## Texto de origem:
______

De repente, ela virou a cabeça em direção à janela, sentindo o sol forte. De olhos fechados se virou e veio caminhando até mim. E de novo me assustou: ela estava do meu lado, me encarando.
- Aquele garoto finge que não me conhece. - disse ela, agora de olhos abertos - Passei a aula toda olhando pra ele, e ele fingindo que não me conhece.
- Acho que ele não está fingindo que não me conhece, acho que só não acha possível que seja eu. Afinal, nós nunca nos vimos pessoalmente. De qualquer jeito - e calou.
Calou quando olhou para mim, estreitando a vista. O que ela queria dizer com aquela mudez?
- Aquele garoto, olha.
Não entendi. Ela me olhou com uma cara mortificada. Um triste horror. Como se o fato de eu conhecer o garoto fosse a causa de milhões de mortes de criancinhas na África. Eu entrei em desespero, por dentro, é claro.
- Bem agora, bem aí!
- Te tornaste mundano.
- Conhecendo alguém que eu conheço: te tornaste mundano. Até alguns segundos atrás, pra mim tu eras Deus. E eu até relevei o fato de falares, o ideal seria que nos comunicássemos por telepatia.
- Pois sim! Deus, veja só! Morra com essa satisfação agora!
- Eu devia ter ficado calada. Me arrependo de tudo. Tudo, tudo, tudo, tudo.
E foi embora. Ah, mas se eu pudesse me encontrar naquele momento e silenciar a todos gritando: "Pois pra mim és tu, e o significado de ser tu é ser o universo! E tu, Universo, é tudo! Não te arrependas de ti!".
Não, foi melhor não ter dito. Eu acabaria me arrependendo de ser tão tolo, mesmo que por ela. Tolice é castigo.
Talvez tenha sido apenas um surto. Desses onde a alma fala mais alto. Mas ela nunca mais me disse coisas parecidas, e esse dia foi como inventado. Depois veio falar comigo: "Olha, é que me perco sempre. E me encontrei ali, te amei ali. Mas passou. Entende? Não sou assim, aquela não sou eu. Eu sou Laura. Só Laura."

______

## A tarefa:
No texto de origem, que nome a personagem feminina diz ter quando volta a falar com o narrador?

______

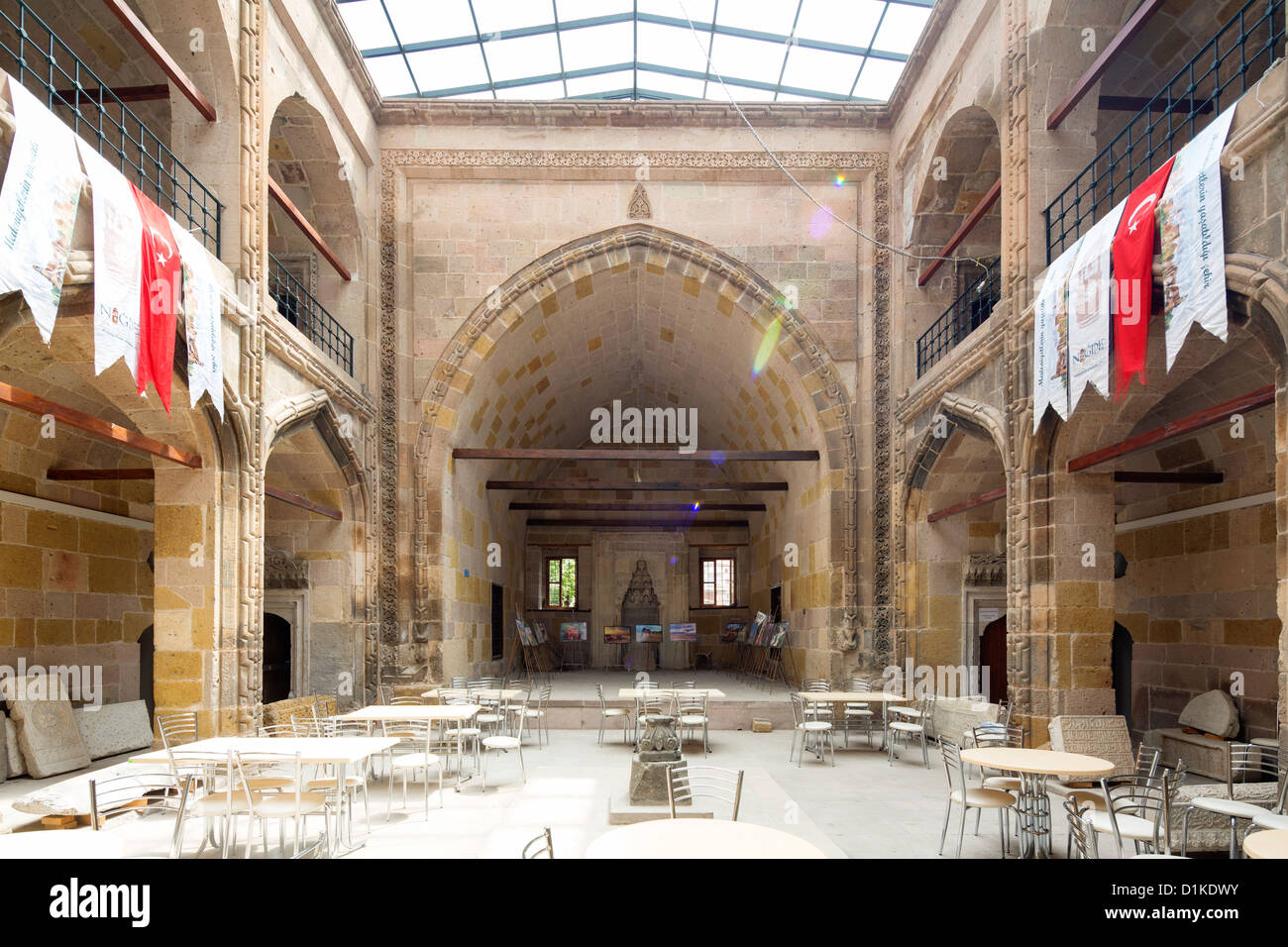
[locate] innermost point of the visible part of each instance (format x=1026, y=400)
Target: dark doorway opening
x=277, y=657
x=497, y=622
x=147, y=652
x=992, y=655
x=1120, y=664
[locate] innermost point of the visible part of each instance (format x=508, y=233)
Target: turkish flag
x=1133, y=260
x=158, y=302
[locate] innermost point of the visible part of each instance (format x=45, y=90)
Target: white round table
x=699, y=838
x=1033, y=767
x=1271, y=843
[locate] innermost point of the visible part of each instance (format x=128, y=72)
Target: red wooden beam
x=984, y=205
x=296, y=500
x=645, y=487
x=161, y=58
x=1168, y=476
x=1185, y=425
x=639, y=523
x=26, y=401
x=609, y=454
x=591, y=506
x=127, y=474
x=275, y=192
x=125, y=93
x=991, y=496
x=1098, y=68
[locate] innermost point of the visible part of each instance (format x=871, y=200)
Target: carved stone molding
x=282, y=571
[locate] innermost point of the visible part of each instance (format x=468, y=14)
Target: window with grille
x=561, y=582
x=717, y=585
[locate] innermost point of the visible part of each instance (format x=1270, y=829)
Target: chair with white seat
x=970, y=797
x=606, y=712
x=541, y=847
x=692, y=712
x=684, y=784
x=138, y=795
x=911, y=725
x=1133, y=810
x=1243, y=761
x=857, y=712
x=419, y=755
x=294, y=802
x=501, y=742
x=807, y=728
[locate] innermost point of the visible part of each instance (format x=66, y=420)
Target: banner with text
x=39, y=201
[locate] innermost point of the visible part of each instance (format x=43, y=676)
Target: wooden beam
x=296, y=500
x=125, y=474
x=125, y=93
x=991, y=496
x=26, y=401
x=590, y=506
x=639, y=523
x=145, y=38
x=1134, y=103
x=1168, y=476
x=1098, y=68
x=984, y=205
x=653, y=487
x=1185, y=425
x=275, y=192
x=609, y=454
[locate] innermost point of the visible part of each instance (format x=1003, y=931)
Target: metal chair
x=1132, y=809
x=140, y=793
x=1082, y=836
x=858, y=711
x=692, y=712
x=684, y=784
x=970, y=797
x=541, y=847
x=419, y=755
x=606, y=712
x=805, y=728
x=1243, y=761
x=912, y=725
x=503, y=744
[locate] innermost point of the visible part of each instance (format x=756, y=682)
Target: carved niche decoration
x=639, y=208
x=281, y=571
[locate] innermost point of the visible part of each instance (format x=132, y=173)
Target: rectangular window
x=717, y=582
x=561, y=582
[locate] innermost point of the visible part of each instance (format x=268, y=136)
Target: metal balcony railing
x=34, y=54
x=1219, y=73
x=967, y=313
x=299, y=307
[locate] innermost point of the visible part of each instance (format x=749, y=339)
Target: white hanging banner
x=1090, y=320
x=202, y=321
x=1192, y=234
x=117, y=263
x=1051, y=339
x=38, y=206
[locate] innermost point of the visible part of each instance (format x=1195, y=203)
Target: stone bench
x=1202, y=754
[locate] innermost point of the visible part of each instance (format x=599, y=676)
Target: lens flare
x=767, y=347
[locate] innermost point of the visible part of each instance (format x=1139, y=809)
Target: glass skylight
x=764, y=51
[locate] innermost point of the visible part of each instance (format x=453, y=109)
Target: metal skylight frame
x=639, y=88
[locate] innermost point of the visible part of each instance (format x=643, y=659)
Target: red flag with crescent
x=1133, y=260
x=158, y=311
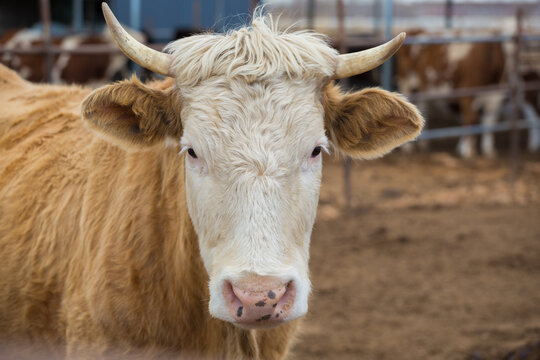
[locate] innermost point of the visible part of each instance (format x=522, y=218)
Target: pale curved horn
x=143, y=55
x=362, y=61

______

## Resultado da tarefa:
Ela diz que se chama Laura, só Laura.